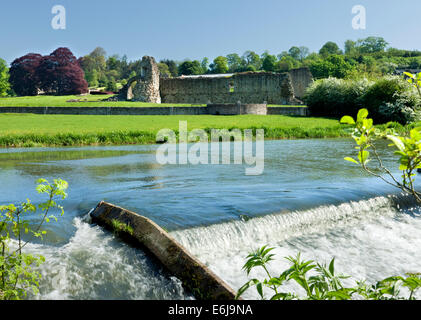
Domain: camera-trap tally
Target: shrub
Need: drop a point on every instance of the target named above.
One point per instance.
(389, 92)
(336, 97)
(23, 77)
(402, 110)
(388, 99)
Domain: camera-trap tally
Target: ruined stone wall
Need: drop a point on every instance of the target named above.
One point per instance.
(146, 88)
(249, 88)
(301, 79)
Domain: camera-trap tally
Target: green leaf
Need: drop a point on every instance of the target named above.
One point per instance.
(362, 114)
(397, 141)
(347, 120)
(363, 156)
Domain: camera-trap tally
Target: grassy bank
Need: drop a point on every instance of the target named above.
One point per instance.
(91, 101)
(29, 130)
(85, 101)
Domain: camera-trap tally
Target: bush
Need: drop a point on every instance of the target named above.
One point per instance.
(335, 97)
(389, 98)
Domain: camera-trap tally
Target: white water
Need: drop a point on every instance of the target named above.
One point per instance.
(370, 239)
(94, 265)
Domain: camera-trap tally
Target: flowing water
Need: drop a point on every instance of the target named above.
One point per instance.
(308, 200)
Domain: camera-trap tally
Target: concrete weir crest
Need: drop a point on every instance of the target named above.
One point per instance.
(143, 233)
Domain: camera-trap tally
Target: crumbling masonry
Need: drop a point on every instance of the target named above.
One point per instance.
(247, 88)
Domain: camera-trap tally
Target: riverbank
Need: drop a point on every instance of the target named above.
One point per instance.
(91, 101)
(30, 130)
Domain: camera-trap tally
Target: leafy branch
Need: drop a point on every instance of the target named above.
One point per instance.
(321, 282)
(17, 276)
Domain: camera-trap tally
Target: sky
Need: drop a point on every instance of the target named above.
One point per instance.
(193, 29)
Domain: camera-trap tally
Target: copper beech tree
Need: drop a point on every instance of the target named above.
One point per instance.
(58, 73)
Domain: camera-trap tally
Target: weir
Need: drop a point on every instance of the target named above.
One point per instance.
(145, 234)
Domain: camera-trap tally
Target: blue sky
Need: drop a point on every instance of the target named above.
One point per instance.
(180, 29)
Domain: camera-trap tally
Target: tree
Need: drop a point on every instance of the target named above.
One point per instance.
(23, 77)
(17, 276)
(350, 47)
(164, 71)
(205, 65)
(304, 52)
(234, 62)
(330, 48)
(295, 52)
(269, 63)
(111, 85)
(251, 58)
(172, 67)
(4, 78)
(372, 45)
(219, 65)
(92, 78)
(332, 66)
(190, 68)
(60, 73)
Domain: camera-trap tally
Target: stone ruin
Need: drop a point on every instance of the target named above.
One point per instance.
(247, 87)
(143, 87)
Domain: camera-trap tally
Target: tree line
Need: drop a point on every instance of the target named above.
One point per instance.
(370, 57)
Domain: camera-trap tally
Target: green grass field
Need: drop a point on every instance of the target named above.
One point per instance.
(28, 130)
(92, 101)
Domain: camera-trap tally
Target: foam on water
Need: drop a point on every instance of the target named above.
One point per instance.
(94, 265)
(370, 239)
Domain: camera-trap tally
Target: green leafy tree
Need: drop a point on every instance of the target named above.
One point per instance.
(164, 70)
(190, 68)
(172, 67)
(17, 276)
(111, 85)
(304, 52)
(4, 79)
(332, 66)
(350, 47)
(205, 65)
(372, 45)
(269, 63)
(251, 59)
(219, 65)
(330, 48)
(234, 62)
(295, 52)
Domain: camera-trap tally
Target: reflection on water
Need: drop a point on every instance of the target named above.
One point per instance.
(308, 199)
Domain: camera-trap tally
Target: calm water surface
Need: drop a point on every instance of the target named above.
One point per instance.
(308, 199)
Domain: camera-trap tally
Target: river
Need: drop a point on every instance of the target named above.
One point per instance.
(307, 200)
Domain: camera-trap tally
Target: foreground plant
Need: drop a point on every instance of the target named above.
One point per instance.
(320, 282)
(408, 148)
(17, 276)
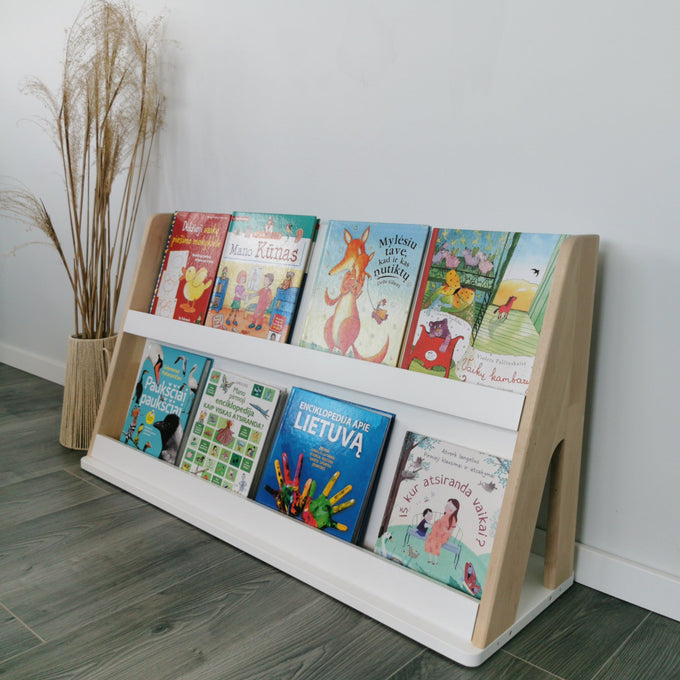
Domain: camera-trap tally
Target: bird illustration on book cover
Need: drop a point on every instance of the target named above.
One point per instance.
(167, 384)
(441, 516)
(190, 265)
(229, 433)
(479, 309)
(363, 291)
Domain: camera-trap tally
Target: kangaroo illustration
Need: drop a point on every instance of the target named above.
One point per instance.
(344, 325)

********

## WHAT THIS TASK INVOLVES:
Skip the pictures and print each record exactly as it stands.

## FINAL RESULT:
Domain: camera-trap tally
Target: shrub
Need: drop a point on every instance of the target named above.
One point per instance.
(389, 92)
(336, 97)
(23, 77)
(402, 110)
(388, 99)
Domain: camera-trap tally
Target: ruined stone wall
Need: drop a point on every instance of the target named above.
One point per instance.
(146, 88)
(249, 88)
(301, 79)
Domain: camera-trap tally
Target: green leaf
Need: drop a point on every instance of the target named above.
One point per instance.
(362, 114)
(397, 141)
(347, 120)
(363, 156)
Domain: camera-trap tally
Target: grassy bank
Need: drop a point on every instance of the target named above.
One point per instance.
(91, 101)
(29, 130)
(85, 101)
Domain: camera-trap tally
Target: bush
Need: drop a point on every instance of the target named above.
One point per instance.
(335, 97)
(389, 98)
Domain: camera-trap tally
Target: white water
Need: drop a point on every instance of the target named above.
One point per instance.
(370, 239)
(94, 265)
Domain: camera-trap tally
Target: flowing water
Need: drop a point on every instance of the target named above.
One point per instance.
(308, 200)
Domain: camera-trap tally
Target: concrete weir crest
Need: drop a point on every instance of the target named above.
One point per instance.
(143, 233)
Domain: camera-trap tally
Target: crumbling masonry
Need: drop a point on every instance of the target named above.
One point per instance.
(247, 88)
Domain: camera-trap tally
Target: riverbank
Need: drop a point on every instance of the target named above.
One point per instance.
(91, 101)
(30, 130)
Domain: camera-trap tally
Target: leafy branch
Need: drop a point on every instance of the target named above.
One point per instance.
(321, 282)
(17, 276)
Domain: camera-trap tally
Target: sky
Need: drop a point on every instance of the target named above.
One point per instance.
(193, 29)
Domain: camera-trap tally
Target: copper beech tree
Need: drop a point on every instance of the target named above.
One point per instance.
(58, 73)
Domain: camera-trap tally
Target: weir
Need: drop a point on every instance of the target named above.
One point per instance.
(145, 234)
Domain: camera-trap tally
Target: blue sky
Need: drop a point on every instance of the target named above.
One point per instance.
(180, 29)
Domain: camera-trap tally
Target: tree
Need: drop a point on every instance of the target named above.
One point per instance.
(23, 77)
(17, 276)
(350, 47)
(164, 71)
(205, 65)
(304, 52)
(234, 62)
(330, 48)
(295, 52)
(269, 63)
(111, 85)
(251, 58)
(172, 67)
(4, 78)
(372, 45)
(219, 65)
(92, 78)
(332, 66)
(190, 68)
(60, 73)
Domain: camera-trap tally
Target: stone ruin
Need: drop a point on every instance of the target named above.
One point per instance.
(247, 87)
(143, 87)
Domain: camera-trap tally
Target: tree line
Need: drop a point on every instance of the target named above.
One point per instance.
(370, 57)
Domain: camera-trap tally
Target: green grass field
Need: drop a point on every instance of the target named above.
One point per instance.
(28, 130)
(92, 101)
Domain: camera-trap tally
Target: foam on water
Need: drop a point on every instance of the target named above.
One point per instance.
(94, 265)
(370, 239)
Domain: camera-trap tally
Target: green leafy tree
Need: drop a point on every instance of the target named above.
One point per instance.
(164, 70)
(190, 68)
(172, 67)
(17, 276)
(111, 85)
(304, 52)
(4, 79)
(332, 66)
(350, 47)
(205, 65)
(372, 45)
(269, 63)
(251, 59)
(219, 65)
(330, 48)
(234, 62)
(295, 52)
Domain: camera-trap tally
Target: reflection on water
Need: drop a point on every instance of the target named above.
One point per instance.
(308, 199)
Domain: camera-trap tally
Target: calm water surface
Need: drop a point on every instance of the target named above.
One point per instance.
(308, 199)
Domain: camera-trap tally
Target: river
Need: drop a point on every instance of the target named above.
One point per instance.
(307, 200)
Domain: camera-trap tally
Target: foreground plant
Need: drop a point on every instance of the target named above.
One point per instance.
(320, 282)
(408, 148)
(17, 276)
Domain: camera-trap tally
Target: bird illustration on book cover
Need: drop a point on every instance of the target named above.
One point per instance.
(167, 384)
(441, 516)
(190, 265)
(229, 433)
(479, 309)
(363, 291)
Domain: camera-trap tally
Target: kangaroo illustration
Need: drop a point on every instance of the target named above.
One point per instance.
(344, 325)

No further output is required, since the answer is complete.